• **Ejercicios**:
1) ¿Cómo resumirías en dos oraciones el artículo sobre los autogolpes?
2) ¿Puedes reescribir el fragmento del artículo sobre los autogolpes que empieza con "Moisés Naím /" y sigue hasta "en cámara lenta.", sustituyendo "autócratas" por "caudillos"?

• **Texto fuente**:
►
Moisés Naím / Opinión
Los
autócratas de nuestros tiempos entienden la importancia de ser percibidos como
demócratas. Al menos al principio. Pero muy pronto sacan a relucir su
disposición a realizar las más extravagantes contorsiones para proyectar una
imagen de legitimidad democrática, al mismo tiempo que utilizan su poder para
socavar el Estado de derecho. No declaran abiertamente su intención de acabar
con la democracia, sino que la erosionan sigilosamente, día a día, semana a
semana, desmantelando aquello que fingen proteger. Se trata de dar un golpe de
Estado, pero en cámara lenta.
Dar un golpe
de Estado es tomar el poder ilegalmente, por medios violentos o
anticonstitucionales. El golpe clásico es un terremoto político, con dramáticas
escenas de tanques por las calles o aviones bombardeando el palacio
presidencial. El autogolpe, en cambio, es una variante en la que el líder
democráticamente electo usa su posición para desmantelar el orden institucional
y perpetuarse en el poder.
El más reciente autogolpe se produjo en Corea del Sur y falló. En diciembre de 2024, el presidente Yoon Suk-yeol decretó una ley marcial que concentraba todo el control del Estado en sus manos. Pero no logró obtener suficientes apoyos de militares, congresistas, jueces y de la sociedad en general. Su intento fracasó: Yoon está siendo procesado por insurrección y puede perder el cargo. En general, para un líder débil el autogolpe no da resultados. Otro ejemplo es Pedro Castillo, presidente democráticamente electo de Perú, quien en diciembre de 2022 intentó disolver el Congreso sin contar con suficiente respaldo institucional o militar. Terminó en la cárcel.
Los
autogolpes tienen éxito cuando el líder que los ejecuta lo hace desde la
fuerza. El peruano Alberto Fujimori es el ejemplo clásico: en 1992, disolvió el
Congreso y gobernó mediante decretos de emergencia con el respaldo de las
Fuerzas Armadas. El turco Recep Tayyip Erdogan ha manipulado las instituciones
y debilitado el Estado de derecho, pero se ha cuidado de ser percibido como un
dictador.
◄
• **Fragmentos de registros**:
►
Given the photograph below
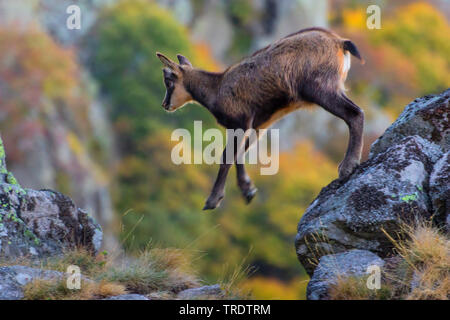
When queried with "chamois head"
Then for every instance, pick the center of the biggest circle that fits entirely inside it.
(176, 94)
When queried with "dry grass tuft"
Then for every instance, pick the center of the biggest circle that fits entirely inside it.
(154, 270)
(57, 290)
◄
►
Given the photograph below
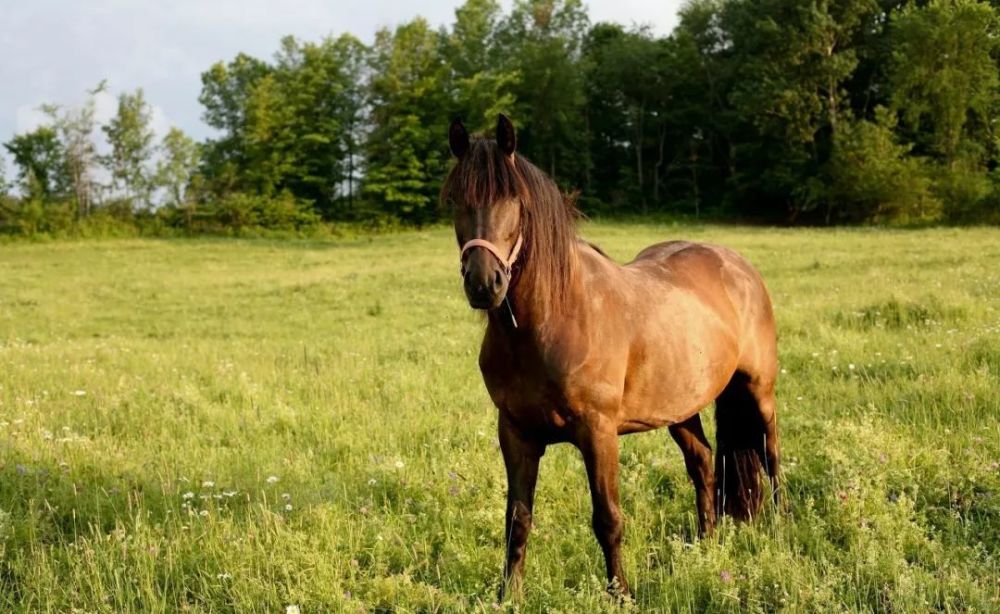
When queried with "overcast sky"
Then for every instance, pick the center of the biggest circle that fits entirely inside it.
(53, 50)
◄
• **Respuestas por tarea**:
1) Los autócratas actuales procuran parecer demócratas mientras erosionan poco a poco el Estado de derecho, lo que equivale a un golpe de Estado en cámara lenta. El autogolpe, en el que un líder democráticamente electo desmantela el orden institucional para perpetuarse en el poder, fracasa cuando el líder es débil, como les ocurrió a Yoon Suk-yeol en Corea del Sur y a Pedro Castillo en Perú, y tiene éxito cuando se ejecuta desde la fuerza, como hizo Alberto Fujimori en 1992.

2)
Moisés Naím / Opinión
Los
caudillos de nuestros tiempos entienden la importancia de ser percibidos como
demócratas. Al menos al principio. Pero muy pronto sacan a relucir su
disposición a realizar las más extravagantes contorsiones para proyectar una
imagen de legitimidad democrática, al mismo tiempo que utilizan su poder para
socavar el Estado de derecho. No declaran abiertamente su intención de acabar
con la democracia, sino que la erosionan sigilosamente, día a día, semana a
semana, desmantelando aquello que fingen proteger. Se trata de dar un golpe de
Estado, pero en cámara lenta.